Render each line of the entries below as a JSON list of strings, one string per line, and leave out the blank lines.

◆ Exercise material

──────────────────────────────

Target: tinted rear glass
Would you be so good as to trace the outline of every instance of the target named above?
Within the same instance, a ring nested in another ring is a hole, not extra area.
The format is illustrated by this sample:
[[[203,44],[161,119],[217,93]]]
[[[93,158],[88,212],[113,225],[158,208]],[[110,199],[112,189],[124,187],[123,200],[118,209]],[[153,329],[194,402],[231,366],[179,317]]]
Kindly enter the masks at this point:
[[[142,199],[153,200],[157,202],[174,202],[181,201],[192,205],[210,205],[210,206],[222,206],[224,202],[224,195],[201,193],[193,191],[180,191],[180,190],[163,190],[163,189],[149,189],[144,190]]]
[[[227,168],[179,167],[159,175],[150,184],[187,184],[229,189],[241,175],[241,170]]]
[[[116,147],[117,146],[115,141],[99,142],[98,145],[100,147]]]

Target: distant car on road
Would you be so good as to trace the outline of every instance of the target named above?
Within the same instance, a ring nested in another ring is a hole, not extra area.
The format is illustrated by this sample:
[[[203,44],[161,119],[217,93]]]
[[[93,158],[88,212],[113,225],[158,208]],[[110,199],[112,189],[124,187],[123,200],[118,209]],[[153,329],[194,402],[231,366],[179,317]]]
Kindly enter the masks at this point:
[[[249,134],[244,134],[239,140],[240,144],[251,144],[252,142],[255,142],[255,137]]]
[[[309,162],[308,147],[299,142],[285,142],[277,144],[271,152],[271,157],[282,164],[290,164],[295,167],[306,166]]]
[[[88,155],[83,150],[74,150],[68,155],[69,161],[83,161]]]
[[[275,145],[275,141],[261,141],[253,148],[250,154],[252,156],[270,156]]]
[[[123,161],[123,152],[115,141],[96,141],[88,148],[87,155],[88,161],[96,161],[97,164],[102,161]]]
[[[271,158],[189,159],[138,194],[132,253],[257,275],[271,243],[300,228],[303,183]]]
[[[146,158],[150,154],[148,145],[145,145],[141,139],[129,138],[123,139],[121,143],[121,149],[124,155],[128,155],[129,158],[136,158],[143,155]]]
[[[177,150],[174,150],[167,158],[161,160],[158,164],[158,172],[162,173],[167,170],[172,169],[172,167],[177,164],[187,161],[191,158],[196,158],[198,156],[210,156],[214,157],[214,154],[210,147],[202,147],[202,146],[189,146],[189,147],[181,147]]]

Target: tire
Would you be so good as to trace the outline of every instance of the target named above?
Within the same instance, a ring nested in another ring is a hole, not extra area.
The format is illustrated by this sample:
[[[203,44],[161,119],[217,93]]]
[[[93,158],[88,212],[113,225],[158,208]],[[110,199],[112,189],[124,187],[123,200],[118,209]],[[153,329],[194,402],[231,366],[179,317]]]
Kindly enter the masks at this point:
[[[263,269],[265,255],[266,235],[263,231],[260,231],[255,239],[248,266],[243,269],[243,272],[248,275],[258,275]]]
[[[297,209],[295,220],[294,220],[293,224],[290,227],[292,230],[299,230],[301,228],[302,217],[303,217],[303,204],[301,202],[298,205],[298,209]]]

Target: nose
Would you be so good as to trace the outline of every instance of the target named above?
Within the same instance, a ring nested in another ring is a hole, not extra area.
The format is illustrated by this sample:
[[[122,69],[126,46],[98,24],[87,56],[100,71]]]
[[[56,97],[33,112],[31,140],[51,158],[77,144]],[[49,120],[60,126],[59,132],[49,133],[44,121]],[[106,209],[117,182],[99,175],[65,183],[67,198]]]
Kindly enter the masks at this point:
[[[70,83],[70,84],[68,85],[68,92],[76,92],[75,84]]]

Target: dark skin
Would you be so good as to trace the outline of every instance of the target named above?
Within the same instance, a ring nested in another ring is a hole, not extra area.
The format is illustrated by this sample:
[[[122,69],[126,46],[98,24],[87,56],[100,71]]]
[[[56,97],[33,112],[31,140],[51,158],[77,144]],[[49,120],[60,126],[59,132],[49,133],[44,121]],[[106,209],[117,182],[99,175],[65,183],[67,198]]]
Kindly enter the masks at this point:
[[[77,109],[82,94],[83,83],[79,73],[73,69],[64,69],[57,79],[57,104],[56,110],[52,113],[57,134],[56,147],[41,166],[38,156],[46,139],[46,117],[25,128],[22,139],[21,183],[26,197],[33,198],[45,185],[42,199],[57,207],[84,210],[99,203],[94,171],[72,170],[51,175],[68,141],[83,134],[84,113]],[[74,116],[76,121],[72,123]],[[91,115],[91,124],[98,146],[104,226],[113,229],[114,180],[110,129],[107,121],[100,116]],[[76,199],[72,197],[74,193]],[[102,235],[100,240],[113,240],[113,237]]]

──────────────────────────────

◆ Exercise output
[
  "Target: tinted rear glass",
  "Would you be so good as to trace the outline of every instance of the target named above?",
  "Within the same instance, a ring nested in another ring is a hole, not extra area.",
  "The format is illustrated by this sample:",
  "[[[203,44],[161,119],[217,93]]]",
  "[[[93,158],[88,212],[113,225],[158,208]],[[110,199],[112,189],[124,187],[123,200],[118,209]],[[153,329],[194,402],[231,366],[179,317]]]",
  "Kindly enter the masks at this point:",
  "[[[142,199],[153,200],[157,202],[174,202],[181,201],[192,205],[210,205],[210,206],[222,206],[224,202],[224,195],[201,193],[193,191],[180,191],[180,190],[163,190],[163,189],[149,189],[144,190]]]",
  "[[[227,168],[179,167],[159,175],[150,184],[187,184],[229,189],[241,175],[241,170]]]",
  "[[[116,147],[117,146],[115,141],[99,142],[98,145],[100,147]]]",
  "Target: distant car on road",
  "Would you be so good as to trace the outline of every instance of the target named above?",
  "Within the same instance, a ring nested in another ring is a hole, not extra area.",
  "The format is illustrated by this sample:",
  "[[[203,44],[161,119],[217,93]]]",
  "[[[93,158],[88,212],[113,225],[158,208]],[[110,199],[112,189],[124,187],[123,200],[118,209]],[[153,329],[194,402],[231,366],[179,317]]]",
  "Kindly enter the masks at this point:",
  "[[[249,134],[244,134],[239,140],[240,144],[251,144],[252,142],[255,142],[255,137]]]",
  "[[[309,162],[308,147],[299,142],[285,142],[277,144],[271,152],[271,157],[282,164],[290,164],[295,167],[306,166]]]",
  "[[[88,155],[83,150],[74,150],[68,155],[69,161],[83,161]]]",
  "[[[275,145],[275,141],[261,141],[253,148],[250,154],[252,156],[270,156]]]",
  "[[[123,161],[123,152],[115,141],[96,141],[88,148],[87,155],[88,161],[96,161],[97,164],[102,161]]]",
  "[[[271,158],[189,159],[138,194],[132,253],[257,275],[271,243],[300,228],[303,183]]]",
  "[[[146,158],[150,154],[148,145],[145,145],[141,139],[129,138],[123,139],[121,143],[121,149],[124,155],[128,155],[129,158],[136,158],[143,155]]]",
  "[[[177,150],[174,150],[167,158],[161,160],[158,164],[158,172],[162,173],[167,170],[172,169],[172,167],[177,164],[187,161],[191,158],[196,158],[198,156],[210,156],[214,157],[214,154],[210,147],[202,147],[202,146],[189,146],[189,147],[181,147]]]",
  "Target: tire",
  "Would you be so good as to trace the outline of every instance of the target named above?",
  "Within the same instance, a ring nested in another ring is a hole, not extra area.",
  "The format is illustrated by this sample:",
  "[[[203,44],[161,119],[217,93]]]",
  "[[[93,158],[88,212],[113,225],[158,208]],[[110,199],[112,189],[124,187],[123,200],[118,209]],[[153,329],[194,402],[231,366],[179,317]]]",
  "Kindly enter the masks at this point:",
  "[[[263,269],[265,255],[266,235],[263,231],[260,231],[255,239],[248,266],[243,269],[243,272],[248,275],[258,275]]]",
  "[[[297,209],[295,220],[294,220],[293,224],[290,227],[292,230],[299,230],[301,228],[302,217],[303,217],[303,204],[301,202],[298,205],[298,209]]]",
  "Target: nose",
  "Would you be so good as to trace the outline of every instance of the target named above?",
  "Within the same instance, a ring nested in another ring is a hole, not extra area.",
  "The format is illustrated by this sample:",
  "[[[122,69],[126,46],[98,24],[87,56],[100,71]]]",
  "[[[56,97],[33,112],[31,140],[51,158],[77,144]],[[49,120],[60,126],[59,132],[49,133],[44,121]],[[106,209],[117,182],[99,175],[65,183],[67,198]]]",
  "Kindly enter the masks at this point:",
  "[[[70,83],[70,84],[68,85],[68,92],[76,92],[75,84]]]",
  "Target: dark skin",
  "Would you be so good as to trace the outline of every instance of the target named above?",
  "Within the same instance, a ring nested in another ring is a hole, not extra area.",
  "The format is illustrated by this sample:",
  "[[[122,69],[126,46],[98,24],[87,56],[100,71]]]",
  "[[[56,97],[33,112],[31,140],[51,158],[77,144]],[[49,120],[60,126],[59,132],[49,133],[44,121]],[[106,209],[117,182],[99,175],[65,183],[67,198]]]",
  "Kindly enter the masks at this point:",
  "[[[77,109],[82,94],[83,83],[79,73],[73,69],[64,69],[57,79],[57,104],[56,110],[52,113],[57,134],[56,147],[41,166],[38,156],[46,139],[46,117],[25,128],[22,139],[21,183],[26,197],[33,198],[45,185],[42,199],[57,207],[84,210],[99,203],[94,171],[72,170],[51,175],[68,141],[83,134],[84,113]],[[74,116],[76,121],[72,123]],[[91,115],[91,124],[98,146],[104,226],[113,229],[114,180],[110,129],[107,121],[100,116]],[[76,199],[72,197],[74,193]],[[102,235],[100,240],[113,240],[113,237]]]"
]